START Text under study
Monday, June 9, 2014

Being Brave

Went to church last Sunday (yesterday) and had an interesting experience. 

Chip Ingram led the charge, and gave us a heads up that this session would be a little different. He opened with the typical discussion in which we right "notes" or fill in our sheet of paper they hand us when we walk in. But the sheet was only a double-sided piece instead of a 4 page brochure like usual. Chip said the discussion portion of the session would be shorter today and he was going to try something a little different at the end. 

The discussion itself was about... uh. It's Monday morning at 8:34am. Not a good time for my memory. I'm a visual learner with emphasis on memory images so when i try to remember I actually visualize the piece of paper and what I wrote on it. It was basically 5 Main Principles of Life on one side and 4 Ways to Handle/Manage Life on the other.

After the discussion Chip said that several individuals and friends that he knew were suffering from cancer or had recently been diagnosed. So he wanted to do a special prayer session. He asked that anyone who was either suffering from cancer or knew someone who was suffering from cancer please stand up. "If you know someone with cancer you can stand in their place and God will know who you are standing for." 

This was a challenge for me.

First off, Gabby the teen girl I know was diagnosed with cancer 3 or 4 months ago and has recently started undergoing radiation treatment. I have met Gabby a couple times, but don't know her that well so it was kind of hard for me to feel like I should step in for her since I didn't really know her.

Secondly, it's embarrassing standing up in front of a crowd of random strangers alone. Period. 

So as I sat there watching people slowly rise in their spots, I initially thought, "I know me. Me is not going to stand. I've been in situations like this before in the past and I haven't stood. It isn't my place and even if it was I'd be too scared to."
END Text under study
START Data records
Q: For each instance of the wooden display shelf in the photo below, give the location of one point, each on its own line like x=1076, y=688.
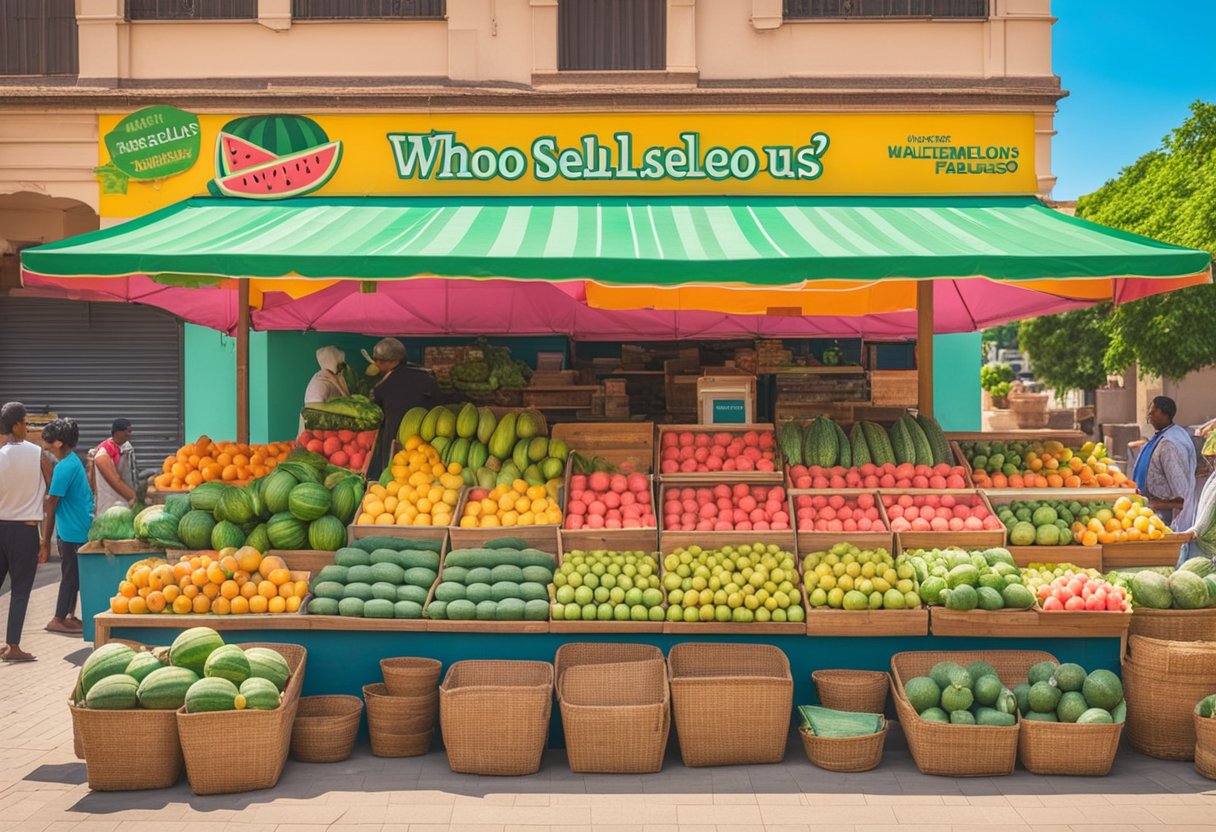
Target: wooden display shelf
x=775, y=477
x=1143, y=552
x=1087, y=557
x=865, y=623
x=621, y=443
x=1028, y=624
END Data records
**What you need to do**
Please answer these questions about the "Being Brave" post, one line each:
(a) Who led the church session?
(b) How long before the service had Gabby been diagnosed with cancer?
(c) What time does the writer give for the Monday morning when the post was written?

**Answer to the exercise**
(a) Chip Ingram
(b) 3 or 4 months
(c) 8:34am